GIVEN INSTRUCTION:
Copy out every row from the one containing "[locate] purple sky" through the last row, leaving each line in place but multiplying every x and y point coordinate by 2.15 and rounding to whole numbers, with halves rounded up. Leave all other text and numbers in these rows unchanged.

MATERIAL:

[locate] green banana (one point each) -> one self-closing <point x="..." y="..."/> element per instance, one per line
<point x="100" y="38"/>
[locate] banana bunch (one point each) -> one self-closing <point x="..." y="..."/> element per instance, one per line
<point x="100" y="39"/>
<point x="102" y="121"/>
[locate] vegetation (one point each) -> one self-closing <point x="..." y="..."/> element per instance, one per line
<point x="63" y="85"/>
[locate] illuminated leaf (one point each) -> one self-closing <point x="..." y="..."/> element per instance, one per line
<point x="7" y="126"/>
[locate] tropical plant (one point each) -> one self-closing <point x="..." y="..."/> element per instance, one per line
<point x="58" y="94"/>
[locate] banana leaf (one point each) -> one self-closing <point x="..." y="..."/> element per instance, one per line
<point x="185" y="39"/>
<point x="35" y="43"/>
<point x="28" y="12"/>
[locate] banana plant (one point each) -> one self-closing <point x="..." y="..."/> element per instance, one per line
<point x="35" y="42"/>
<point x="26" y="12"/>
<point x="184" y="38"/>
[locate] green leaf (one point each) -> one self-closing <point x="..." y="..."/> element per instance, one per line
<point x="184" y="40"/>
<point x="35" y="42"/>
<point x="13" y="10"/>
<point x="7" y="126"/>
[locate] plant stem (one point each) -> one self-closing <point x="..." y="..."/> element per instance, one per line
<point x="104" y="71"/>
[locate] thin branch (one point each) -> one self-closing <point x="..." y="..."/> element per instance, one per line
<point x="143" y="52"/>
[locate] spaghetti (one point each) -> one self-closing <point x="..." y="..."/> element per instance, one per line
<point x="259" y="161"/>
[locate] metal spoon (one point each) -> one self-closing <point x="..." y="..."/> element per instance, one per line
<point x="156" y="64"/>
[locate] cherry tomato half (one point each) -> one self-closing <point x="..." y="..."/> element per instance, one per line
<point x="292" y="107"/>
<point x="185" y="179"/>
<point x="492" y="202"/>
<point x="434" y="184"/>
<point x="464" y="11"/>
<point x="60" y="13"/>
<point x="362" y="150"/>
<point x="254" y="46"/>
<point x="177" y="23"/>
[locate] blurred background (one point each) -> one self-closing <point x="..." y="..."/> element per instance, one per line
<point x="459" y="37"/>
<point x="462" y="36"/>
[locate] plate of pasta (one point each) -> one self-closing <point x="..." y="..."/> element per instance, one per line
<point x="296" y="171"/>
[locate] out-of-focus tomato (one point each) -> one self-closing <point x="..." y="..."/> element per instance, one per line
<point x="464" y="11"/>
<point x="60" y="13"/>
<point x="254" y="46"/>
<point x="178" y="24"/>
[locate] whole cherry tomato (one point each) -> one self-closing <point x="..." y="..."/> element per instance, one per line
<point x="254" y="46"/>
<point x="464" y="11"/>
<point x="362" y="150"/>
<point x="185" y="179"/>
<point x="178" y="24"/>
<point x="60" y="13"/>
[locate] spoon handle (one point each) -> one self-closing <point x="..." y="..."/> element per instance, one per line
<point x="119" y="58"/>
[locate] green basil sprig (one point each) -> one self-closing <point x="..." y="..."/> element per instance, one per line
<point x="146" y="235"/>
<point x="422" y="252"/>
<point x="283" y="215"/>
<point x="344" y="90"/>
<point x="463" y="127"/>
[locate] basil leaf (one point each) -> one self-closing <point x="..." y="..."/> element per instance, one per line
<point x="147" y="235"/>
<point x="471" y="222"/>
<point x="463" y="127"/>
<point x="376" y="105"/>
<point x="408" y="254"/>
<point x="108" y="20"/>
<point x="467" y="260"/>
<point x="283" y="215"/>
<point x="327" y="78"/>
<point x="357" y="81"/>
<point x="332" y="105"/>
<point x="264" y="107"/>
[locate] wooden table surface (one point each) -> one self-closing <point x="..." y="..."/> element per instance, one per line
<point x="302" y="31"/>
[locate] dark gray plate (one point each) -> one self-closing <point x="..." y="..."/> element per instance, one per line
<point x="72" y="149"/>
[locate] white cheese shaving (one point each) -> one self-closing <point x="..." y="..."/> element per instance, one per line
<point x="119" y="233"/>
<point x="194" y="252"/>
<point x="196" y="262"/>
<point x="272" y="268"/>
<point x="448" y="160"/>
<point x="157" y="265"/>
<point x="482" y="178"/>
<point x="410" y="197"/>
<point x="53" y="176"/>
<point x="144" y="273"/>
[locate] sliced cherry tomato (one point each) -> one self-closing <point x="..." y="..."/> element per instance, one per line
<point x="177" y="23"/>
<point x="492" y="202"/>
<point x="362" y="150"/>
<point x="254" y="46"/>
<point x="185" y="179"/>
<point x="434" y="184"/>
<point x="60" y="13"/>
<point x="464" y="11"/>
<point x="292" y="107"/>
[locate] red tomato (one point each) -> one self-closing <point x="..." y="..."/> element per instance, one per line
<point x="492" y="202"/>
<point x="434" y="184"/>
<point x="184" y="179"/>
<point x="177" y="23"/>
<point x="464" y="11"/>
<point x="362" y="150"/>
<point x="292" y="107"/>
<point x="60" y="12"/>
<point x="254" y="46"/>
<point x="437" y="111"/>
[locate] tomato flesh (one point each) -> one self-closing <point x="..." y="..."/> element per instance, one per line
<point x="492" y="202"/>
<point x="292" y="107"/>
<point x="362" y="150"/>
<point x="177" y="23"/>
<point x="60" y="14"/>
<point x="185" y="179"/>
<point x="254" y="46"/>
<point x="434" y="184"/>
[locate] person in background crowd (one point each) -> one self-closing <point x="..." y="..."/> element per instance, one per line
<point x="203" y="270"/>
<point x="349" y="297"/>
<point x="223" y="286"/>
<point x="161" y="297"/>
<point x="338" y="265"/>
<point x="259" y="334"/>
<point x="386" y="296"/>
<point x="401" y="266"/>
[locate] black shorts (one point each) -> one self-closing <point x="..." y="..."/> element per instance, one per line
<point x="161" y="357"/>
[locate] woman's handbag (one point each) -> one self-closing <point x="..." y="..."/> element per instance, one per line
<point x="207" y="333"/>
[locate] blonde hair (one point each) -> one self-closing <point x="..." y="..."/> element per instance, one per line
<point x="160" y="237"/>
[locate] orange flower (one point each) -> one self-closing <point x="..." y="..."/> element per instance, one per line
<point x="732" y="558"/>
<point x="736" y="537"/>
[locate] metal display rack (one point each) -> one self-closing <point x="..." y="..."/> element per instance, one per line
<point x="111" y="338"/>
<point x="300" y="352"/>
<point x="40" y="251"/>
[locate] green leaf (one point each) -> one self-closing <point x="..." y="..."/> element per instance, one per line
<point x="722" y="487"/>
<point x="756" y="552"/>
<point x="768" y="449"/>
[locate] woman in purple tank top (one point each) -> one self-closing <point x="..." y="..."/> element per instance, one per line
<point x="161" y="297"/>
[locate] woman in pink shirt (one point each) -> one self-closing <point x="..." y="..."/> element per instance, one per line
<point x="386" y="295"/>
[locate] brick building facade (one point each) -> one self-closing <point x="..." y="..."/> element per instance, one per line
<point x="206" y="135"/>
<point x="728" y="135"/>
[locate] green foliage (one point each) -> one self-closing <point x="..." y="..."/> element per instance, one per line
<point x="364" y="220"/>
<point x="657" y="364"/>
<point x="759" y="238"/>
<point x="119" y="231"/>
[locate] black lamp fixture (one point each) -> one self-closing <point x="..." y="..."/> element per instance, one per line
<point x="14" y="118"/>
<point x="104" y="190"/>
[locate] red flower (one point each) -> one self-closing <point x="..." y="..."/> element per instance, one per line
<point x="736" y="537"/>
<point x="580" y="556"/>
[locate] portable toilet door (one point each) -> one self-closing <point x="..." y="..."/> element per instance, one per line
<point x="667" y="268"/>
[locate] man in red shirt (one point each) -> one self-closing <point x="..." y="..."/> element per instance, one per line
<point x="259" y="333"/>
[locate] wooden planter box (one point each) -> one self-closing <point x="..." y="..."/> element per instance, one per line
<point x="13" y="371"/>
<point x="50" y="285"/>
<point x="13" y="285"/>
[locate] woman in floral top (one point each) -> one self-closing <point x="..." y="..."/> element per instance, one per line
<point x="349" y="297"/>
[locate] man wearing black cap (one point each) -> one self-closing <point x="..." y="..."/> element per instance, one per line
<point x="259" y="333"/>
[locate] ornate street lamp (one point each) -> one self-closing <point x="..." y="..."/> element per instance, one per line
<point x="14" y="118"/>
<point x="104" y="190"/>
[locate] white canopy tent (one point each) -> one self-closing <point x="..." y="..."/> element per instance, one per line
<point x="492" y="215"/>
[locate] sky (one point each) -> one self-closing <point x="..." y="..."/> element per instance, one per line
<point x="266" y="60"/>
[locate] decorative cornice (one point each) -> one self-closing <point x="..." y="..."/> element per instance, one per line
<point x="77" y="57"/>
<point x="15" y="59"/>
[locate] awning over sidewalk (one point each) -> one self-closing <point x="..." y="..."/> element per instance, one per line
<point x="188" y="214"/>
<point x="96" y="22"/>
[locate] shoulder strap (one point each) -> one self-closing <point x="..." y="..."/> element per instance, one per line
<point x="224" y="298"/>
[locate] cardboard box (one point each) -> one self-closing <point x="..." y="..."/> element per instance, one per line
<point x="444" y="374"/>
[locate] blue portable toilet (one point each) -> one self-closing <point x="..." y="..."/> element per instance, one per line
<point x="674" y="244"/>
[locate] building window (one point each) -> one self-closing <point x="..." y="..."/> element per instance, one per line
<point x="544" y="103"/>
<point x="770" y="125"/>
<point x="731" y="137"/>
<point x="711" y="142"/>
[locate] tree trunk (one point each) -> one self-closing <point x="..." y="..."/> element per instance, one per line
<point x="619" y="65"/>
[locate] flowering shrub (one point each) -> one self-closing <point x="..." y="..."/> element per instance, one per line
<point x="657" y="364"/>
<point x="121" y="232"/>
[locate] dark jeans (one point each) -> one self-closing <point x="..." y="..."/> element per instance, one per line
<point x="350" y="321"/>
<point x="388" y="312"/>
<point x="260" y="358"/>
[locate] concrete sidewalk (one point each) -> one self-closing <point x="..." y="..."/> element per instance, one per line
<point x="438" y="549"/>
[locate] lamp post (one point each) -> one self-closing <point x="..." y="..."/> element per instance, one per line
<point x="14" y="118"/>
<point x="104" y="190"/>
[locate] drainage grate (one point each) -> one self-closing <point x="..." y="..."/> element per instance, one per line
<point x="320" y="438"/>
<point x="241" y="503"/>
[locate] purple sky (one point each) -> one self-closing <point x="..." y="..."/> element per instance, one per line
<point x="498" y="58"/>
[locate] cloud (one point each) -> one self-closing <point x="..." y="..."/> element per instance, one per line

FULL OUTPUT:
[locate] purple sky (one point each) -> one self-closing <point x="..." y="..."/> element per instance, one per line
<point x="1071" y="125"/>
[locate] cloud (one point each) -> one self-closing <point x="..." y="..."/> element per instance, one per line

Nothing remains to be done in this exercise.